What to work on » Print each of the records below, leaving every word as it is.

(Items from a data source)
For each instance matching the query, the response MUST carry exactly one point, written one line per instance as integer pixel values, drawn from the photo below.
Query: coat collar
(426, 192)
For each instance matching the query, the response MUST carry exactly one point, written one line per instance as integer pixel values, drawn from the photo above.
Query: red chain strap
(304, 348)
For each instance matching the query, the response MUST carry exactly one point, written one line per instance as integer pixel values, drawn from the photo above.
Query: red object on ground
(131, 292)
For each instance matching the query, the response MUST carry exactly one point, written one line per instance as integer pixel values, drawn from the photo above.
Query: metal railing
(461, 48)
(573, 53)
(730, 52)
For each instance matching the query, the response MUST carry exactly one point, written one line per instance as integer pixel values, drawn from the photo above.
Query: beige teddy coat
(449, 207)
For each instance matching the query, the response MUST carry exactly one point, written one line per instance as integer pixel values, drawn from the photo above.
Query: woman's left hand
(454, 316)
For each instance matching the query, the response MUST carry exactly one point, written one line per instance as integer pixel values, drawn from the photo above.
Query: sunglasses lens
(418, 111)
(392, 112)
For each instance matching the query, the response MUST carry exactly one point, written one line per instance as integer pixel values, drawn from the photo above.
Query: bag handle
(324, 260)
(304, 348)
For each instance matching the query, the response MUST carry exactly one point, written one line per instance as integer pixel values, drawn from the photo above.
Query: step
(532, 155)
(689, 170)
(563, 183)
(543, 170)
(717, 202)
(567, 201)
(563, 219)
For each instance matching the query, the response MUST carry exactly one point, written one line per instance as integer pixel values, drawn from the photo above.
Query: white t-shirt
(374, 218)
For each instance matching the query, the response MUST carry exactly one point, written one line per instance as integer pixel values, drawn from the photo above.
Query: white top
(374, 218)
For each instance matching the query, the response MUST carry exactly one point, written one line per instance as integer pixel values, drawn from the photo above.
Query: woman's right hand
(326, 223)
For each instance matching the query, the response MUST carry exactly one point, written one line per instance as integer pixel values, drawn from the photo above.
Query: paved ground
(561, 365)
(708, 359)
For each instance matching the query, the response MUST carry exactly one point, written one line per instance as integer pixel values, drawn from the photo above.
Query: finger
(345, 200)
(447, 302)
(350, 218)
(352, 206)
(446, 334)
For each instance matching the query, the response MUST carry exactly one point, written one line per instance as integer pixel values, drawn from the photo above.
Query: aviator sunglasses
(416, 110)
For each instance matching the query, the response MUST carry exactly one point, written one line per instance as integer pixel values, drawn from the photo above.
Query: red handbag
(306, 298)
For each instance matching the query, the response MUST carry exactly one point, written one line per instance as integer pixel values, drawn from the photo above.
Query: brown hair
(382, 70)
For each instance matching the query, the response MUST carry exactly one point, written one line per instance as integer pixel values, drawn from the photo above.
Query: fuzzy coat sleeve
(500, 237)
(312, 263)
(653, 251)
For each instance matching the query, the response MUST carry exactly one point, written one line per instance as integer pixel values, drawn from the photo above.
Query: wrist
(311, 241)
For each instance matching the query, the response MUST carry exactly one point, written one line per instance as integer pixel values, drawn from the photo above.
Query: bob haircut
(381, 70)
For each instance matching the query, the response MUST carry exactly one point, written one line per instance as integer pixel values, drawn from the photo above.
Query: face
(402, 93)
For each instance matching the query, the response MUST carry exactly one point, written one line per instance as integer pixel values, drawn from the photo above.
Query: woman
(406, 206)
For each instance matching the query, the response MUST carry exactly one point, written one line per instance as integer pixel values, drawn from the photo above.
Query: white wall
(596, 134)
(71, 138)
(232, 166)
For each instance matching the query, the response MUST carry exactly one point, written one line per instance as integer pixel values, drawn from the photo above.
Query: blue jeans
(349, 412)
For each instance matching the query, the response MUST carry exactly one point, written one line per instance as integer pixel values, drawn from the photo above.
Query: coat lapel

Answer to the exercise »
For each instance matching the query, the response MUST carry exactly one point, written one line per instance as integer pixel values, drawn from the photo below.
Query: coat collar
(426, 192)
For each instance matching the query, the response MUST carry exactly one point, written one line per instance as integer pixel values, drawn from the photo above.
Query: red chain strap
(304, 348)
For each instance matching the query, the response MUST carry exactly one point, written one line per instance as integer pixel values, drawn from the photo above.
Query: red object on ground
(131, 292)
For each instance matching the query, the response MUST carry exactly one point, written one line per instance as integer pixel values, drawn from the photo above.
Query: metal railing
(461, 48)
(573, 53)
(730, 52)
For each instance matching the query, the response MUST carry exactly one point, written one line per instance as integer pixel values, drawn from the photo above.
Query: beige teddy coat
(449, 207)
For each instance matching the query, the response MUST carry exactly one point, written one line per instance as integer pixel values, drawn from the photo above.
Query: woman's left hand
(454, 316)
For each instance matching the query, the response MUST carry exactly one point, written one line per instance as integer pixel values, drawn from the photo above.
Query: sunglasses lens
(418, 111)
(392, 112)
For each instance matching the query, the response MUST carry exactly one point, written one line per instance as integer pixel values, drawn from the photo above.
Query: bag handle
(324, 260)
(304, 348)
For each instance matching the query, the response MUST carry exactly one point, written one line per instance as integer pixel values, drawn from the photo above.
Query: step
(532, 155)
(689, 170)
(563, 183)
(543, 170)
(717, 202)
(567, 201)
(563, 219)
For each instance matching the query, the response MUST carry exactly one point, written one line per instance as integer pixel values, drawn from the photo above.
Query: white t-shirt
(374, 218)
For each instance matching the query, the response MUST carry exactly one point, written one line per instance as integer pixel values, drawn from the photo above.
Query: white top
(374, 218)
For each instance matching the query, the response MUST carry exactly one point, written one line per instance as integer pixel values, drawn from the photo above.
Query: woman's right hand
(326, 223)
For each instance matching the query, the response MUST carry exactly one point, written one line per instance as integer pixel values, drawn from the photo above.
Query: paved ground
(561, 365)
(708, 359)
For each instance matching the query, the response MUST carry exactly one point, written one line per instance as integer pixel values, drawn from the photo above.
Query: finger
(345, 200)
(447, 302)
(350, 218)
(352, 206)
(446, 334)
For each instance matching the query, the response MUST carry exactly one point, written one line per instance as integer pixel values, drawn from the photo above.
Query: aviator sunglasses
(416, 110)
For each instance matching the query, the response MUST carry exactly one point, written one line per instance as integer pixel values, drawn from the photo above.
Query: red handbag
(306, 298)
For each instance matching the query, the response MUST carry exactly one point, written one line per instance as integer pixel values, drawn from the photo above.
Query: brown hair
(382, 70)
For each instance matching the query, the response MUST carry exactly one point, written one line per instance as integer pixel values, drawn from the photo above.
Query: fuzzy coat sleeve
(500, 237)
(312, 263)
(653, 251)
For each instance matching the query, the response MUST carry exactly one point, written one line per instance as integer pixel values, drawn from the photo above.
Query: wrist
(311, 241)
For each instance matching the query, the response MUST carry exactly one point, written one line per instance as integer pixel values, drawn from the photo above.
Query: bob haircut
(381, 70)
For each instance matching the query, the response MUST carry exactly one point, written one line per instance as integer pixel values, drawn from the photo above.
Query: face
(402, 93)
For each instance matching the query, the response MUST carry exactly one point, written one line per instance as integer pixel values, drawn from the photo above.
Query: woman
(406, 206)
For each instance matching the query, the response MUST carry exactly one point, written one line per instance as integer pixel values, drawn from the photo above.
Query: white wall
(596, 134)
(71, 138)
(232, 166)
For each instance matching the query, the response MUST carry exactly one point, written one line per instance as integer pixel values, drawn from the photo above.
Query: blue jeans
(349, 412)
For each instance matching the query, the response MUST carry exactly one point, written one line per instance as integer pixel values, drawn from the photo above.
Query: coat lapel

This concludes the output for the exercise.